══ Data shown ══

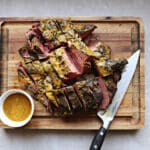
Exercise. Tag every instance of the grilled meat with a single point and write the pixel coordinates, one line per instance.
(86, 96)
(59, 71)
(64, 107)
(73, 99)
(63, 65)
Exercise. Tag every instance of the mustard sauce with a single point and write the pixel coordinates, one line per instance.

═══
══ Data shown ══

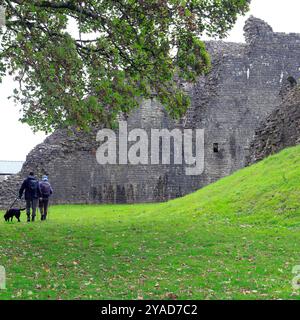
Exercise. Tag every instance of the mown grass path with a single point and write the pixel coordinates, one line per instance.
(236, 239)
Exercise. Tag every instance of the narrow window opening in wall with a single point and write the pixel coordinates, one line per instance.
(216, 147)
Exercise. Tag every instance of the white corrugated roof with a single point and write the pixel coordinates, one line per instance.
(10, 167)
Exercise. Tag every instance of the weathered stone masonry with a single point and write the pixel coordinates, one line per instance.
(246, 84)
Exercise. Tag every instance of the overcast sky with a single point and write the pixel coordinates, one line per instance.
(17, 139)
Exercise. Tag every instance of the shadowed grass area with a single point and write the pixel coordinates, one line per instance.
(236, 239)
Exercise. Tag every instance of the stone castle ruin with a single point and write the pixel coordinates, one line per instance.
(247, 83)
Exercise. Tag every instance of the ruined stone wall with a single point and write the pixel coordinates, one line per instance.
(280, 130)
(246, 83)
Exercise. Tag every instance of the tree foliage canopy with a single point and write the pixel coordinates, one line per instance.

═══
══ Data shown ══

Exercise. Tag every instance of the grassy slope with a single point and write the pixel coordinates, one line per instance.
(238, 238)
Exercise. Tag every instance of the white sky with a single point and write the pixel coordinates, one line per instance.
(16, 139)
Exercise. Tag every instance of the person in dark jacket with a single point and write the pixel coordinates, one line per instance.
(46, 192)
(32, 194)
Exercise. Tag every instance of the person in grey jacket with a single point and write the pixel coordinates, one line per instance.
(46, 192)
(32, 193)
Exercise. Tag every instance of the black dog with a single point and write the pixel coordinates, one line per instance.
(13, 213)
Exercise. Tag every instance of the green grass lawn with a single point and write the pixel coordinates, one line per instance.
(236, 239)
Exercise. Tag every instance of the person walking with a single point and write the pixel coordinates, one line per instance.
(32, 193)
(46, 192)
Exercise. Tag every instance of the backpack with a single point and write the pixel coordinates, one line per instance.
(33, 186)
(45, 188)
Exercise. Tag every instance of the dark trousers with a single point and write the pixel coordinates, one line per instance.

═══

[Task item]
Looking at the data above, write out exactly the lines that start at the one containing "Exercise. Tag every instance of the shadowed" and end at the one containing "Exercise. Tag every instance of the tree"; include both and nothing beyond.

[Answer to this problem]
Exercise. Tag every instance of the shadowed grass area with a single point and write the pixel coordinates, one line per instance.
(236, 239)
Exercise. Tag every instance of the stone castle ruin with a single point and write the pixel coordinates, one line per instance.
(247, 83)
Exercise. Tag every instance of the ruined stone wall with a single point and write the pixel coordinates, one line per instance.
(280, 130)
(246, 83)
Exercise. Tag every instance of the tree foliage canopy with a single point and write the pixel coordinates, one line per instance.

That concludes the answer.